The entries below should be transcribed in their entirety, exactly as written.

Record set:
·····

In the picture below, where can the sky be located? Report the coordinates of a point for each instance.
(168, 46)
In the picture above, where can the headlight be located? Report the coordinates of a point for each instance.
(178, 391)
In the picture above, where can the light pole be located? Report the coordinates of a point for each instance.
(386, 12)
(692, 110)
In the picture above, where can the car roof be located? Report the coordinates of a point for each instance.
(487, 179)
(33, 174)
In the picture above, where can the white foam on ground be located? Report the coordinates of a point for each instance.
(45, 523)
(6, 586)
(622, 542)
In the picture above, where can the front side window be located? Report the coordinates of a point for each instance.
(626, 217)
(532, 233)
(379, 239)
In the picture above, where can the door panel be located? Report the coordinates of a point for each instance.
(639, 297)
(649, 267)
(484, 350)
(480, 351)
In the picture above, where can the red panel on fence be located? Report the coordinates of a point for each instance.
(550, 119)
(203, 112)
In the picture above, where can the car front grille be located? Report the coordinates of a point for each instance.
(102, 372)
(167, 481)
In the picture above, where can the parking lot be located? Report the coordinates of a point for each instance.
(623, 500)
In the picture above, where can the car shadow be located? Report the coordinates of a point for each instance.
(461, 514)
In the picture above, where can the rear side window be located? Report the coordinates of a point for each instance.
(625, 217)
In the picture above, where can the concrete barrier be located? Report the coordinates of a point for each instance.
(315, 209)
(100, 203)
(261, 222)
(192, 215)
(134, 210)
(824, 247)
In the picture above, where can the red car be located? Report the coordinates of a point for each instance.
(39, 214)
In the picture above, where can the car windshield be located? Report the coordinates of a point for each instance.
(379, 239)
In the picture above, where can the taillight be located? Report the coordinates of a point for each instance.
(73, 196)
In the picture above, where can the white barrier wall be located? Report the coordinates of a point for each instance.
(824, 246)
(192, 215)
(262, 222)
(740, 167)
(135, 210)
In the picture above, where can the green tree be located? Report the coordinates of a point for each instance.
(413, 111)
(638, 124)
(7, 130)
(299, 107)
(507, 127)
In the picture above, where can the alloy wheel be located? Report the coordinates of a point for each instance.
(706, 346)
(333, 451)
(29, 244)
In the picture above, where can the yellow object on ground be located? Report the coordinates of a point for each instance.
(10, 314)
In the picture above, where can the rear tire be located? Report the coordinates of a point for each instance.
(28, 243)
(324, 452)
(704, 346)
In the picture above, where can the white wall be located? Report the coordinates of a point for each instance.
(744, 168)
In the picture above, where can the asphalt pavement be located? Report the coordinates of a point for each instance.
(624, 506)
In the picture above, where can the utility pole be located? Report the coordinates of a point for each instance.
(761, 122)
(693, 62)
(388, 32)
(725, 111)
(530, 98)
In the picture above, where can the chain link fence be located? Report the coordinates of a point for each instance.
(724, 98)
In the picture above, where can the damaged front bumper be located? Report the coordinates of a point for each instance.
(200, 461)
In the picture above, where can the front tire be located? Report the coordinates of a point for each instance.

·····

Finished task:
In the picture below, where can the sky be located? Report the coordinates of a point for each instance.
(168, 46)
In the picture above, where can the headlight be located? Report the coordinates of a point for each instance.
(178, 391)
In the picture above, where can the light pole be located? Report the coordinates of a point for each instance.
(386, 12)
(692, 110)
In the picture above, where can the car roof be located? Report the coordinates of a point for each instance.
(487, 179)
(33, 174)
In the picture above, where can the white foam on ground be located? Report the coordinates of a point for each instance.
(45, 523)
(6, 586)
(622, 542)
In the picture above, where can the front side window be located? Report the coordinates of a point for each instance.
(626, 217)
(532, 233)
(379, 239)
In the picture above, where can the door panel be located? Report the coordinates of a point for each instance.
(639, 297)
(649, 267)
(484, 350)
(480, 351)
In the picture above, where can the red panel on fence be located? Report the coordinates of a point for each instance.
(550, 119)
(203, 112)
In the picture above, where can the car front grille be located? Report the coordinates of a point for each instance.
(102, 372)
(167, 481)
In the picture above, where can the parking lot be located? Report the coordinates of a point for each instance.
(623, 500)
In the picture above, where can the car shadow be located? Report the coordinates of a point for each instance.
(461, 514)
In the picture above, where can the rear side window be located? Report the coordinates of a point for each instance.
(625, 217)
In the picture above, where can the concrete barrier be located? Report the coordinates of a point for each instance.
(315, 209)
(100, 203)
(261, 222)
(192, 215)
(134, 210)
(824, 247)
In the picture above, where can the red car be located? Report the coordinates of a point for each instance.
(39, 214)
In the picture above, where can the car windshield be located? Report the coordinates of a point for each instance.
(379, 239)
In the picture above, where can the taillight be located? Report the coordinates of a point for each instance.
(73, 196)
In the picture above, where can the white barrier wall be located? Report the coordinates of a point for each instance.
(824, 246)
(192, 215)
(262, 222)
(740, 167)
(135, 210)
In the picture above, where can the green tree be located? Report the coordinates of a point for each instance.
(413, 111)
(638, 124)
(7, 130)
(299, 107)
(507, 127)
In the picture above, where can the alloy wheel be located? Report the coordinates of a point for each instance.
(706, 346)
(333, 451)
(29, 244)
In the picture above, where can the yellow object on ground be located? Report the coordinates of a point for each instance.
(10, 314)
In the picture above, where can the rear tire be located? Report the coordinates of a point for each instance.
(28, 243)
(324, 452)
(704, 346)
In the picture above, where can the white wall be located? Report the coordinates of a point for each instance.
(744, 168)
In the picture above, where can the asphalt pavement be located? Report the coordinates of a point for each instance.
(624, 506)
In the picture above, where can the utility pole be located? Report the coordinates of a point for each instance.
(761, 122)
(693, 62)
(388, 32)
(725, 111)
(530, 98)
In the picture above, where can the chain link fence be located? Report the coordinates of a point for each instance.
(724, 98)
In the picture above, where can the damaged front bumper be located? Report the coordinates of a point for each instance.
(200, 461)
In the picture above, where can the front tire be located? Report the coordinates of a point for each instance.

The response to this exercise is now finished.